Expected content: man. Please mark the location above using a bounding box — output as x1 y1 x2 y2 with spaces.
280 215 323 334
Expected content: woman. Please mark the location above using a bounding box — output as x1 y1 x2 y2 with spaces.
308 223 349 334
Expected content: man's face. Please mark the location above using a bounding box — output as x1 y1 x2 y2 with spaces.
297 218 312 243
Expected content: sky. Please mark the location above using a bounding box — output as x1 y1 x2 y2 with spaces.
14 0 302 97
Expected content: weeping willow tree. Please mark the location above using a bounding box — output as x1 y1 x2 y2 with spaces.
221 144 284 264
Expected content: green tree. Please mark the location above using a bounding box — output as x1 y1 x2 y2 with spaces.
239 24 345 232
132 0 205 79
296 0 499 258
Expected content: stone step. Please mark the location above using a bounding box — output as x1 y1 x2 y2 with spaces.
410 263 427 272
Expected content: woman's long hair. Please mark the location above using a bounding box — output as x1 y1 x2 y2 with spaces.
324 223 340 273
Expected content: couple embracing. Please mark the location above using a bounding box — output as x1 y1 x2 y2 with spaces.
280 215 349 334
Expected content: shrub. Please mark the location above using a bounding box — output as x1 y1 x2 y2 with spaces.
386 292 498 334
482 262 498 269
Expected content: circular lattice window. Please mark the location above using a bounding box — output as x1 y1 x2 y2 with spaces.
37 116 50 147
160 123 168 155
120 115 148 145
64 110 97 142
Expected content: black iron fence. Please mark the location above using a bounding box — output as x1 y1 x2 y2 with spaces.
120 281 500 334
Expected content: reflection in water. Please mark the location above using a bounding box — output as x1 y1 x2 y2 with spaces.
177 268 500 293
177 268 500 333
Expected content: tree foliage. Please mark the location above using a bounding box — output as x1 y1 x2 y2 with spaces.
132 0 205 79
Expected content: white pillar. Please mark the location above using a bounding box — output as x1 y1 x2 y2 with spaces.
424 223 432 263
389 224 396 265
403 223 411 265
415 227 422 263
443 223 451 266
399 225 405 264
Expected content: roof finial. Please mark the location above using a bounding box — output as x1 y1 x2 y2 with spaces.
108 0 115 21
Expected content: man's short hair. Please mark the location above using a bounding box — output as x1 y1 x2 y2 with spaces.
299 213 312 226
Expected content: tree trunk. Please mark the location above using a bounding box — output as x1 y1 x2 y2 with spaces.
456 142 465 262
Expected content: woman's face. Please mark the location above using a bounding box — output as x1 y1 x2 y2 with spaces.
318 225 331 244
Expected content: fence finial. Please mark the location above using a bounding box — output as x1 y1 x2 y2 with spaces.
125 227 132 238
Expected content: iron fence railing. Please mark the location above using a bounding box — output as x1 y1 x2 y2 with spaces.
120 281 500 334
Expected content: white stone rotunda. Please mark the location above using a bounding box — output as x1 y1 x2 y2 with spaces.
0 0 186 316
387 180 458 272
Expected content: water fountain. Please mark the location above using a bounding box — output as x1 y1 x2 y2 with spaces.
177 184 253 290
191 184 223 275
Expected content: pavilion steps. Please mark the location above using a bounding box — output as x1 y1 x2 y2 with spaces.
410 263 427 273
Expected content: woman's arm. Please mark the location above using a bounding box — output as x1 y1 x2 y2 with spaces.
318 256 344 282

##############################

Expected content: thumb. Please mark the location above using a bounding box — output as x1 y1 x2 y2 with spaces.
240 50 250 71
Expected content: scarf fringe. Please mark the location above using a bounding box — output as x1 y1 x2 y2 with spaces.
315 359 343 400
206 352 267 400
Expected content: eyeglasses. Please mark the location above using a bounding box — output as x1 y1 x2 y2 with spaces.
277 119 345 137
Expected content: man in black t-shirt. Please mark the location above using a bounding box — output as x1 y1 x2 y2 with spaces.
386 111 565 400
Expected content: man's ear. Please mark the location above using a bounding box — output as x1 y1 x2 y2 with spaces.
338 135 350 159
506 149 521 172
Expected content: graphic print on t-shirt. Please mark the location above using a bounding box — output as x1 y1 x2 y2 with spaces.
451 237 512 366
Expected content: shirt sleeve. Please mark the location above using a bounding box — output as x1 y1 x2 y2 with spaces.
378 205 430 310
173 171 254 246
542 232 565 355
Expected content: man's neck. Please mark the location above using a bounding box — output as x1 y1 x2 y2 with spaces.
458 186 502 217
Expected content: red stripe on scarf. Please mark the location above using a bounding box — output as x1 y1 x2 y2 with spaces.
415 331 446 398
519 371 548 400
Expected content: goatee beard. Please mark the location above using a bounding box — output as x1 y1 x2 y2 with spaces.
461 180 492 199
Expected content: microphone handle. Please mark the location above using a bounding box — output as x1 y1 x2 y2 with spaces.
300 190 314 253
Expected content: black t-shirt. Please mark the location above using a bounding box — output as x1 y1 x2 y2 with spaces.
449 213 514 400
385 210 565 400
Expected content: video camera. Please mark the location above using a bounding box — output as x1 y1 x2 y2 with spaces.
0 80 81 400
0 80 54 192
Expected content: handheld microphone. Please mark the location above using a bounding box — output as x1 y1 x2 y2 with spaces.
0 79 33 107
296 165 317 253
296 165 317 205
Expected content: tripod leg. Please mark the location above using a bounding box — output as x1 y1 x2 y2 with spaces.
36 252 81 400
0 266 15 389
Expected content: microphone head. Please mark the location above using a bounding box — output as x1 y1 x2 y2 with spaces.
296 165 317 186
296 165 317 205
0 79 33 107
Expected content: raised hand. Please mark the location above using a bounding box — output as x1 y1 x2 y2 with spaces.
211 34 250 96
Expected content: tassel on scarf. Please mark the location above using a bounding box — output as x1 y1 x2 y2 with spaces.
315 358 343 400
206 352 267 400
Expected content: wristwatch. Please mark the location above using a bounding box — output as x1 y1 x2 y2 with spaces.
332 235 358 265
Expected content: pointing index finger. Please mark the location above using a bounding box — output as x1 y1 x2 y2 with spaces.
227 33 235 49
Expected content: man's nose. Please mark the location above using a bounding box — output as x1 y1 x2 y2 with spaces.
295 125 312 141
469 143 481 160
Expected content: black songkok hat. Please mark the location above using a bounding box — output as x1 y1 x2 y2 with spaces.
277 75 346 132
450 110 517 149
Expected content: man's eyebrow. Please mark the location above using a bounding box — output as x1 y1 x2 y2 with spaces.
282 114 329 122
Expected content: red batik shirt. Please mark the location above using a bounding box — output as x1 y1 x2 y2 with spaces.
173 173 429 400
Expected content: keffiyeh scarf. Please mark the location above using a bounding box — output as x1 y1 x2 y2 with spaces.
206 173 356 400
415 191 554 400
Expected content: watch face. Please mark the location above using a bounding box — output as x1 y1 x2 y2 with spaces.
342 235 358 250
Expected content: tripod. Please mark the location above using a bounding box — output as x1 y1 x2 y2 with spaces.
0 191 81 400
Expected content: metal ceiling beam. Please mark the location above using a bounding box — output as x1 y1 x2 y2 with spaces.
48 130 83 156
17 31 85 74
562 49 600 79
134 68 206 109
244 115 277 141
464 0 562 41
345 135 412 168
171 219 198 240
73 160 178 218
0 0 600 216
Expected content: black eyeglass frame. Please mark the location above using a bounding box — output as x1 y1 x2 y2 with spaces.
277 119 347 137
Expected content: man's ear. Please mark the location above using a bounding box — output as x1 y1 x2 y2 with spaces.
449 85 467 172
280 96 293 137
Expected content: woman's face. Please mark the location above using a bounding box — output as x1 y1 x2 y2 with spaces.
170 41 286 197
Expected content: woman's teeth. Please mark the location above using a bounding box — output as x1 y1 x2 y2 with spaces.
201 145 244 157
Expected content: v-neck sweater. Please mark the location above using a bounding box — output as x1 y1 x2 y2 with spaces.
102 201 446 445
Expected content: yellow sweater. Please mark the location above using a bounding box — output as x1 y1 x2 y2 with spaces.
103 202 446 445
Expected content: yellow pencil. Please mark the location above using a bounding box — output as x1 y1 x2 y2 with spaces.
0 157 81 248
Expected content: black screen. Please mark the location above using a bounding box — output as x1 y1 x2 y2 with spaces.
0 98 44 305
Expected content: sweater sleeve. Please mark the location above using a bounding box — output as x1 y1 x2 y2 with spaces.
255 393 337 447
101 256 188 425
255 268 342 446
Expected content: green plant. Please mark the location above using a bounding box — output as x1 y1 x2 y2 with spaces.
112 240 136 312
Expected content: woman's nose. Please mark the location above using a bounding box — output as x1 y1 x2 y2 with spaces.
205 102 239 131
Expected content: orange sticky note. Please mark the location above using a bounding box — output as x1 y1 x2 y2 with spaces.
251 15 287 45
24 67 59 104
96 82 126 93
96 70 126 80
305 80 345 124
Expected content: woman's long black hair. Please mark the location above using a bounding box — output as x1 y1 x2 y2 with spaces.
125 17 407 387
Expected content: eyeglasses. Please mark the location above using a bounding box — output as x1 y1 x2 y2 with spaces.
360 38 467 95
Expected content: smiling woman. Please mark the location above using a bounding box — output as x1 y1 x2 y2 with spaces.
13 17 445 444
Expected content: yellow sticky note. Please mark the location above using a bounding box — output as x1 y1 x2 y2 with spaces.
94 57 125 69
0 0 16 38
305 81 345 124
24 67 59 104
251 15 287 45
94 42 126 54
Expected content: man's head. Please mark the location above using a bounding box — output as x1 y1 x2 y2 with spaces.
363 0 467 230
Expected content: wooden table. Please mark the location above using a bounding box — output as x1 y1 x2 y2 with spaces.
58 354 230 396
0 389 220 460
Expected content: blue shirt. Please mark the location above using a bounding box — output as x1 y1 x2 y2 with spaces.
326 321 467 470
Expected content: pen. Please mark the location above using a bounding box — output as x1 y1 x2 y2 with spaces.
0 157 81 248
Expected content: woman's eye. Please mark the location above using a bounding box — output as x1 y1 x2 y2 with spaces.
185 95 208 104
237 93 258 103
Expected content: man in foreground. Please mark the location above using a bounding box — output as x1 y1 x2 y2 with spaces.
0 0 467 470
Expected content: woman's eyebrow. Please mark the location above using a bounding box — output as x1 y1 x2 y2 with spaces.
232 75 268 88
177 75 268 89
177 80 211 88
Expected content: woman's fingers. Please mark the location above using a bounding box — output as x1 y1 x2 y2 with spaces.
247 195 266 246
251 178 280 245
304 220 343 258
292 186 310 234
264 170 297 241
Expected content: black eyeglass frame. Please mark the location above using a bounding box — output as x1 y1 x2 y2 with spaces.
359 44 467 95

##############################

### [The request]
Could you give the entries again from the line with "Expected content: yellow sticky" to the line with "0 389 220 460", with "wooden table" renamed to "wooden desk" and nothing else altered?

### [Exercise output]
Expected content: yellow sticky note. Please mark the location above using a bounding box — output as x1 y1 x2 y2 with spaces.
94 57 125 69
0 0 16 38
305 81 345 124
24 67 59 104
251 15 287 45
94 42 126 54
Expected content: man's head. Please mark the location above using a bounding box — output as x1 y1 x2 y2 with spaces.
363 0 467 230
Expected content: wooden desk. Please mark the location above using a bounding box — output as x1 y1 x2 y2 with spaces.
58 354 230 396
0 389 220 460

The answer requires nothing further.